Rewrite the data with "crown molding" changed to "ceiling trim" and every other word left as it is. Omit the pictures from your version.

DATA =
>> Begin

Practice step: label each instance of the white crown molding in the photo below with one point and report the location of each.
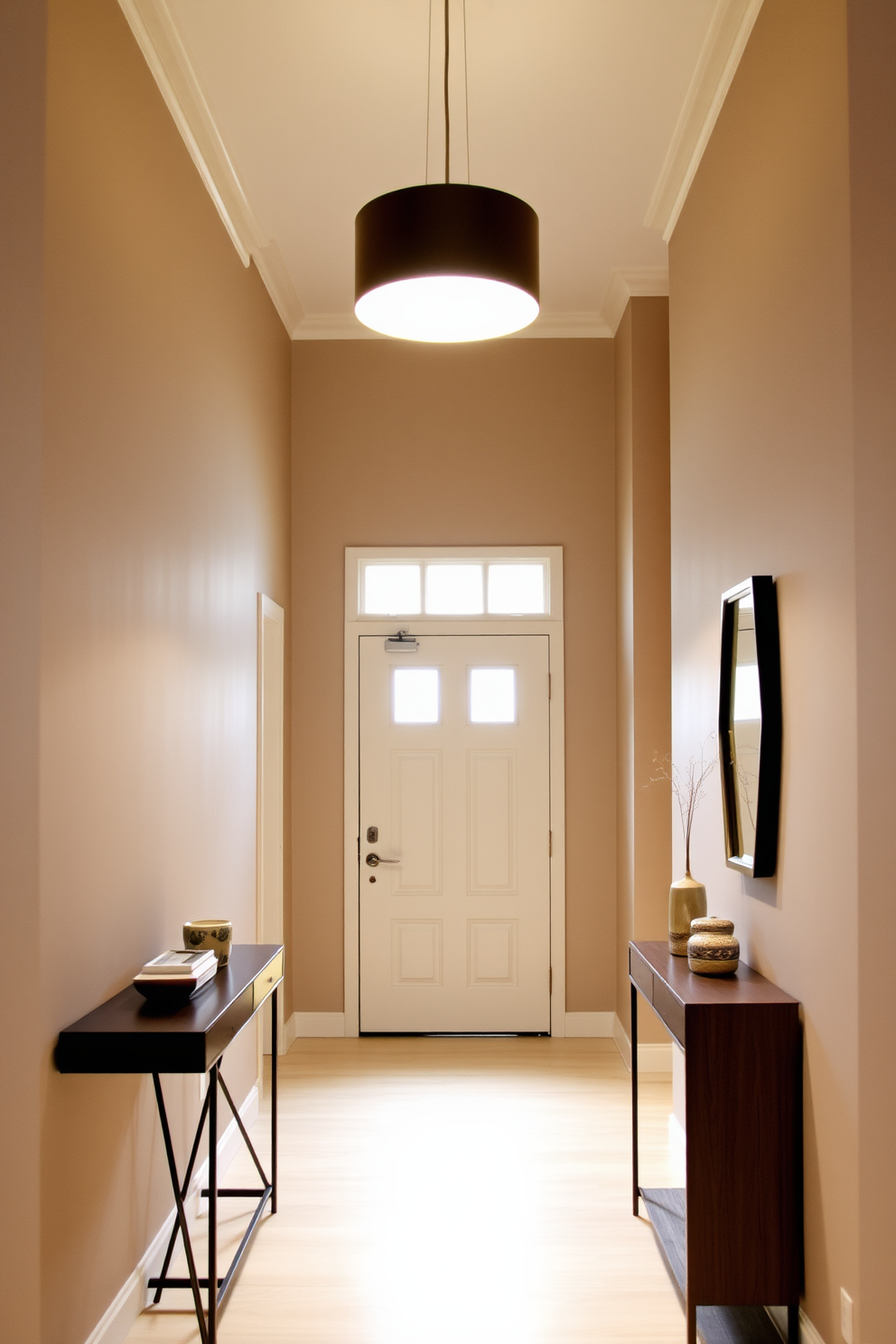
(725, 41)
(333, 327)
(160, 42)
(634, 281)
(565, 327)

>> End

REPLY TO THE TASK =
Practice step: label each instance of the white ceiling trim in the photo below with one point and report the location of each.
(725, 41)
(333, 327)
(160, 42)
(634, 281)
(565, 327)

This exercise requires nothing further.